[Task prompt] Please revise the material below by changing every "a single pin" to "one marker" and leaving all other text as it is.
________________________
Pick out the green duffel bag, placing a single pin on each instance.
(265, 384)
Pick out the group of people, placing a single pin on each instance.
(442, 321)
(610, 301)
________________________
[Written answer]
Pick out the green duffel bag, placing one marker on each instance.
(265, 384)
Pick out the group of people, placing one marker on each instance.
(442, 321)
(610, 301)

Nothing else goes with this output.